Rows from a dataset
* begin *

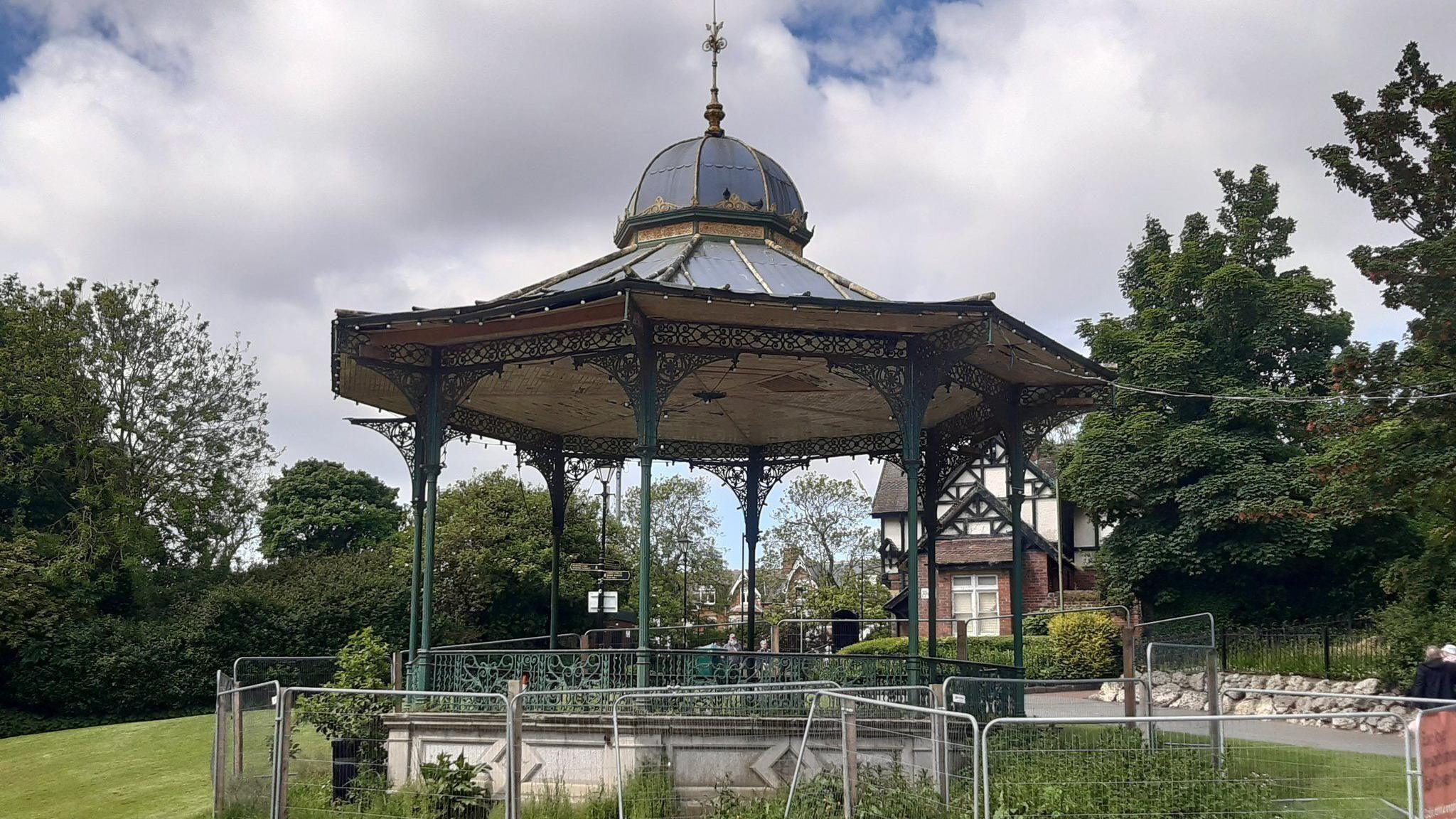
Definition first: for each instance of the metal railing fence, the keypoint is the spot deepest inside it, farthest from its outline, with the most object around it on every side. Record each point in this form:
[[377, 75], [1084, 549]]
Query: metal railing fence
[[618, 668], [805, 636], [567, 640], [1331, 651], [244, 748], [686, 754], [1106, 767], [686, 636], [987, 698]]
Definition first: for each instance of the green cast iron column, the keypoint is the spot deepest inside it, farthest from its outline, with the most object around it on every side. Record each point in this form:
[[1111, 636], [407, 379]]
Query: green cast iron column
[[931, 496], [434, 441], [911, 458], [417, 502], [557, 486], [647, 420], [750, 534], [1017, 491]]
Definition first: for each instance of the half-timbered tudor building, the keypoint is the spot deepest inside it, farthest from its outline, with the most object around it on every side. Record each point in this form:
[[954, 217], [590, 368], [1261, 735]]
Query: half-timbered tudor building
[[973, 557]]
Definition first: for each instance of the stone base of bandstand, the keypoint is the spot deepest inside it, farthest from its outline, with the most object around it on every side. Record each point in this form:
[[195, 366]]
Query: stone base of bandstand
[[707, 755]]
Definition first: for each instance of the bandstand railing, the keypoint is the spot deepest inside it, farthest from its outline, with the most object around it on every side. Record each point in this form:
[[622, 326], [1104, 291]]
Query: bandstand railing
[[616, 668]]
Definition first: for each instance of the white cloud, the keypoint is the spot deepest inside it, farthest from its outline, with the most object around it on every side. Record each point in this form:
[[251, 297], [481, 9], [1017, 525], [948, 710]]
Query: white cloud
[[271, 162]]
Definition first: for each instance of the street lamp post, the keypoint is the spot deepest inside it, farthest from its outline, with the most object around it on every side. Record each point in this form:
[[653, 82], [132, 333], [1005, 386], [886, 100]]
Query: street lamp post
[[604, 476], [682, 547]]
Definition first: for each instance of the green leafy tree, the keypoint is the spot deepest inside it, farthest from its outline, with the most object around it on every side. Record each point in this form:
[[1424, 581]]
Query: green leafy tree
[[1211, 499], [493, 560], [823, 520], [190, 420], [683, 519], [1400, 456], [323, 508]]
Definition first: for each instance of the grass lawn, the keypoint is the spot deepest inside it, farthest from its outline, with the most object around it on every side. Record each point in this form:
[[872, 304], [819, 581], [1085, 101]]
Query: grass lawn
[[154, 770]]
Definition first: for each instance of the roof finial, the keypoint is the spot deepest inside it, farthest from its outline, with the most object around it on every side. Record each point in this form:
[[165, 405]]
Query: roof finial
[[715, 44]]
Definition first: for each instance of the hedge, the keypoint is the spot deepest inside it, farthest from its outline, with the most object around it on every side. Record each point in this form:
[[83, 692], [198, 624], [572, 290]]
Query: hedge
[[1078, 646]]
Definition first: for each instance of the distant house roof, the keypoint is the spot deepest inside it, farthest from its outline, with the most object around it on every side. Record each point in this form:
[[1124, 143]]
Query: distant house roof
[[890, 493]]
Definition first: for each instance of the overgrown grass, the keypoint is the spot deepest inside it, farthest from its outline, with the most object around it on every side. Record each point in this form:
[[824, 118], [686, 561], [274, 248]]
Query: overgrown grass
[[155, 770]]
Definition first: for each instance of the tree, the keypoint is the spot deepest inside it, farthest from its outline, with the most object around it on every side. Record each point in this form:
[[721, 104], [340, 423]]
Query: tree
[[822, 520], [1400, 456], [188, 417], [1403, 159], [682, 518], [493, 560], [1211, 499], [323, 508]]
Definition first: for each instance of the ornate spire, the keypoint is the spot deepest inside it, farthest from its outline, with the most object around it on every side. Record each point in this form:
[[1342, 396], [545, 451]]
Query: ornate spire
[[715, 43]]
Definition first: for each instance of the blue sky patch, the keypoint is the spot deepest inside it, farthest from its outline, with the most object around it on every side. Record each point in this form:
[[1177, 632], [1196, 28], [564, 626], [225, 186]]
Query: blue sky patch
[[871, 41], [21, 34]]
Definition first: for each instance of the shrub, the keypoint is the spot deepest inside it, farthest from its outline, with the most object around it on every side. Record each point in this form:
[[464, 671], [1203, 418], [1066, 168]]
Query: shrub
[[1037, 652], [1083, 645], [1047, 776]]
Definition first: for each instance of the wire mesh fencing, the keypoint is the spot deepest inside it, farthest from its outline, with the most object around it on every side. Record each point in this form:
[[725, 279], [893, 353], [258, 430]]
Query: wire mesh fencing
[[1268, 766], [242, 756], [825, 636], [987, 698], [287, 672], [351, 752], [874, 758], [782, 752]]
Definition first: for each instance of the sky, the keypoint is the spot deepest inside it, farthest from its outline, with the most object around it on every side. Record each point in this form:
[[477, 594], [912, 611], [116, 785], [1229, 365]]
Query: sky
[[269, 162]]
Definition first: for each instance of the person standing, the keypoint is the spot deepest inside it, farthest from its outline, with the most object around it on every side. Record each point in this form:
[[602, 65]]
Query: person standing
[[1435, 678]]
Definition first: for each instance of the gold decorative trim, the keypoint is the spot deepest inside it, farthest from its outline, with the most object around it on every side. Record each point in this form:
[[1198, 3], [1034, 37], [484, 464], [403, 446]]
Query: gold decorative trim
[[788, 242], [658, 206], [729, 229], [734, 203], [664, 232]]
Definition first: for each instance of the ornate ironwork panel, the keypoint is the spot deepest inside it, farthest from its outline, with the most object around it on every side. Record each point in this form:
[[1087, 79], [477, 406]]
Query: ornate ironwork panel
[[776, 341], [401, 432], [537, 347]]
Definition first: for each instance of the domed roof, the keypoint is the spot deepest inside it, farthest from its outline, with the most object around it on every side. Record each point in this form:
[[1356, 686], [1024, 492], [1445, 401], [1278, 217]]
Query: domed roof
[[717, 173]]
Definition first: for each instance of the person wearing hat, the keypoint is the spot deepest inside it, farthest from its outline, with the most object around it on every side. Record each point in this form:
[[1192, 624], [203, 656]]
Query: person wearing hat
[[1436, 678]]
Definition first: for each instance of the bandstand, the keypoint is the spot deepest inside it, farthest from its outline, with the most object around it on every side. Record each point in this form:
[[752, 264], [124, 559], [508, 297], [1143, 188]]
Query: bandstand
[[707, 337]]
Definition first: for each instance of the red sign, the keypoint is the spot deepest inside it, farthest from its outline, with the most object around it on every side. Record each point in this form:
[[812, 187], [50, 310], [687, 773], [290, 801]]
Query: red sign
[[1438, 732]]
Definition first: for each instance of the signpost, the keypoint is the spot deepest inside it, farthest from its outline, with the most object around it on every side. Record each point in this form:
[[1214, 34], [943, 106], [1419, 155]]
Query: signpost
[[601, 601]]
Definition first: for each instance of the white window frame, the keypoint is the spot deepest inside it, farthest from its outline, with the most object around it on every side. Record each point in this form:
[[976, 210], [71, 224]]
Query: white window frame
[[972, 591]]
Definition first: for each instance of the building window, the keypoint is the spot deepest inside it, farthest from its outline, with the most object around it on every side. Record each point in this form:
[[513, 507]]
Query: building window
[[976, 596]]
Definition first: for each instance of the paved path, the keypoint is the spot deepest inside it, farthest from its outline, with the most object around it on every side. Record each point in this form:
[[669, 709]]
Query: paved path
[[1076, 705]]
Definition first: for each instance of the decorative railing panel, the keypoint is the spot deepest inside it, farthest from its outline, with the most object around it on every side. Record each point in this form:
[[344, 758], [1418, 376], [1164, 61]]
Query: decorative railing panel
[[616, 668]]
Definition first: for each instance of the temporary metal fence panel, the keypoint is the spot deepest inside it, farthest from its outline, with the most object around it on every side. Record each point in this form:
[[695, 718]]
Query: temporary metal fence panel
[[1270, 767], [743, 752], [286, 670], [568, 640], [244, 766], [1187, 630], [418, 754], [872, 758], [987, 698], [1435, 776]]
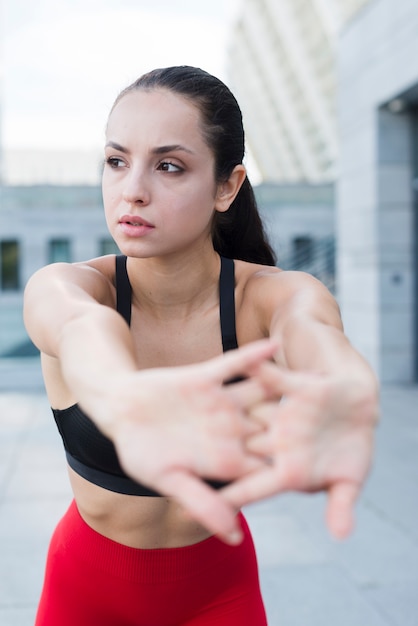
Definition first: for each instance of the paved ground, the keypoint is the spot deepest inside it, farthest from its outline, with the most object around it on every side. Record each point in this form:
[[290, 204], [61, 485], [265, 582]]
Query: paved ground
[[307, 578]]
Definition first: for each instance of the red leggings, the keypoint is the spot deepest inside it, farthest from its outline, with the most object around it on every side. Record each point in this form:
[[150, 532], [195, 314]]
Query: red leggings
[[93, 581]]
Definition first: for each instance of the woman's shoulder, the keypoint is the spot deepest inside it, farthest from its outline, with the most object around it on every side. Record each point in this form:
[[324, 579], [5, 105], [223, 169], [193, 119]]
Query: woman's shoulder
[[270, 287]]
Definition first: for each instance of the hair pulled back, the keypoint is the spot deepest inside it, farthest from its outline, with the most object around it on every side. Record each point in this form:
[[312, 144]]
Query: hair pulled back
[[238, 233]]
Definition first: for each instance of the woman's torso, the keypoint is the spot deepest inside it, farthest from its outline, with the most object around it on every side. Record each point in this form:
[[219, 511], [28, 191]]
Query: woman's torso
[[160, 340]]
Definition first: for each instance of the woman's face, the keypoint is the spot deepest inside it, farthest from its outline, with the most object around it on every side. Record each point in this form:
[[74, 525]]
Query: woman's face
[[159, 189]]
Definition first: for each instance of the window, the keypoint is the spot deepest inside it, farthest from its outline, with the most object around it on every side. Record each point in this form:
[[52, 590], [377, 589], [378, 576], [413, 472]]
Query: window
[[59, 251], [108, 246], [302, 251], [10, 257]]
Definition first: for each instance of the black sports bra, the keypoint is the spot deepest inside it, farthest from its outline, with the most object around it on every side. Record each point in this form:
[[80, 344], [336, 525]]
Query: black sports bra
[[90, 453]]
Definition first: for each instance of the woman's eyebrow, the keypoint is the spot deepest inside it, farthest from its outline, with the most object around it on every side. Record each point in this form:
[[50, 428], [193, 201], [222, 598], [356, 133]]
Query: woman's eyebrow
[[171, 148], [116, 146], [175, 147]]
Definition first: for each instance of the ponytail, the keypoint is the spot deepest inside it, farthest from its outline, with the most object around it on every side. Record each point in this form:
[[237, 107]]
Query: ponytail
[[239, 232]]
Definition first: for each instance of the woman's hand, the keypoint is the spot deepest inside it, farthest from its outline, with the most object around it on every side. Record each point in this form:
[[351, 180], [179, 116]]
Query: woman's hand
[[318, 437], [177, 425]]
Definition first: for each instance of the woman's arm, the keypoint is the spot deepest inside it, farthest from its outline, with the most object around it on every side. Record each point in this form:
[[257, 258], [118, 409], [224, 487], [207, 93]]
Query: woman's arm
[[170, 426], [320, 435]]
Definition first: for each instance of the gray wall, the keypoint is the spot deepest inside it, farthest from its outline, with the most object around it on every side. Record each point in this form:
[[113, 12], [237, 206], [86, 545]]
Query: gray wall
[[378, 61]]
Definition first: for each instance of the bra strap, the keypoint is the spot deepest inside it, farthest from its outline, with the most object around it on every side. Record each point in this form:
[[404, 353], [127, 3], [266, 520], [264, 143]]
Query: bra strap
[[123, 289], [227, 304]]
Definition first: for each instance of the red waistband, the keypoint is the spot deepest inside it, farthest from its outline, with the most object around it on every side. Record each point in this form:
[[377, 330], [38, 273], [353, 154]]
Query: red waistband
[[140, 565]]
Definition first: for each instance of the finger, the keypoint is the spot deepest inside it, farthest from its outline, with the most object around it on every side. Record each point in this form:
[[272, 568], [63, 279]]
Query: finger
[[340, 508], [280, 381], [241, 361], [253, 487], [247, 394], [203, 504]]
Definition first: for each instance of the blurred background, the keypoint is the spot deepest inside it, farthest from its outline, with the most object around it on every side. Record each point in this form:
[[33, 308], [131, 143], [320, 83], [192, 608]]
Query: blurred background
[[328, 90], [329, 94]]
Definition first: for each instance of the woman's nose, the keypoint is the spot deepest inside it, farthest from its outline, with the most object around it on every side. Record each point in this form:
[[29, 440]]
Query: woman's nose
[[136, 190]]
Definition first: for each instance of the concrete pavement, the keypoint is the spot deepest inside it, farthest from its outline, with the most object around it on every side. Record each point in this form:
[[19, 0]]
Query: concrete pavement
[[307, 578]]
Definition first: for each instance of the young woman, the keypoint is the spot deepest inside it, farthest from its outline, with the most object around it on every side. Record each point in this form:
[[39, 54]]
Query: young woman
[[155, 420]]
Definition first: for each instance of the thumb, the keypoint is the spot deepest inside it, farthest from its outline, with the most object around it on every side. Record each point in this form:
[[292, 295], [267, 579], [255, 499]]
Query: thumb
[[242, 361], [340, 509]]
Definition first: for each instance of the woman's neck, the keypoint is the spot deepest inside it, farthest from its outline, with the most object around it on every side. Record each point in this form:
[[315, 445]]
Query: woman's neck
[[179, 285]]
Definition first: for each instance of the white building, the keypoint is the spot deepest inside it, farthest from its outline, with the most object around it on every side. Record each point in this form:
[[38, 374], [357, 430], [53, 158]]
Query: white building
[[282, 69], [355, 121], [378, 185]]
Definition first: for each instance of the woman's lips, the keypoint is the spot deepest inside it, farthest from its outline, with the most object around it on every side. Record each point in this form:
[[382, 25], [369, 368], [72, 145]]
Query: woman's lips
[[135, 226]]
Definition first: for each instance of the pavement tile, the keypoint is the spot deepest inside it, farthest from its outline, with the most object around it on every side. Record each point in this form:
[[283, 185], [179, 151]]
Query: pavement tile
[[307, 578]]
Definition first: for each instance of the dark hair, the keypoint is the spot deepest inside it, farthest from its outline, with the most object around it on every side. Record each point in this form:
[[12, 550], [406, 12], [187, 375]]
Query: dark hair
[[239, 232]]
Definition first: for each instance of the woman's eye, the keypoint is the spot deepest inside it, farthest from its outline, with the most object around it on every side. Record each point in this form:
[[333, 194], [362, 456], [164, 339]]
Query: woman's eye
[[166, 166], [114, 162]]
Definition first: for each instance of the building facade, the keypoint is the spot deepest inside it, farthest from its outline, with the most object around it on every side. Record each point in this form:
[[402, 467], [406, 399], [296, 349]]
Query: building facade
[[44, 224], [39, 225], [377, 215], [282, 68]]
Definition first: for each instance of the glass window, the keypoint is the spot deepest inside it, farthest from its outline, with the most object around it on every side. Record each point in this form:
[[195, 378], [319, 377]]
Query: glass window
[[302, 251], [108, 246], [10, 258], [59, 251]]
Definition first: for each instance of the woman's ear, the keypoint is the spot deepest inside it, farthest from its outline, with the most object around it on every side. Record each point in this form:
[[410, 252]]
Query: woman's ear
[[228, 190]]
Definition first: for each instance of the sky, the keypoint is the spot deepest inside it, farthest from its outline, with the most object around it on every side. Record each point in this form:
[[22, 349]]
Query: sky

* end *

● Goal of the exercise: Give again only the lines starting at the one that contains "Definition first: for each instance of the woman's ear, the" and running to the end of the data.

● Written solution:
Definition first: for each instance of the woman's ear, the keypoint is the spot deepest inside it, farthest from its outline, with the most object around it on every side. Record each point in this form:
[[410, 252]]
Query: woman's ear
[[228, 190]]
Definition first: for each instance of the sky, the keypoint is the spot deepest inside it, farthest from its outline, with the most object around it on every side. Record each point in this form:
[[22, 349]]
Query: sky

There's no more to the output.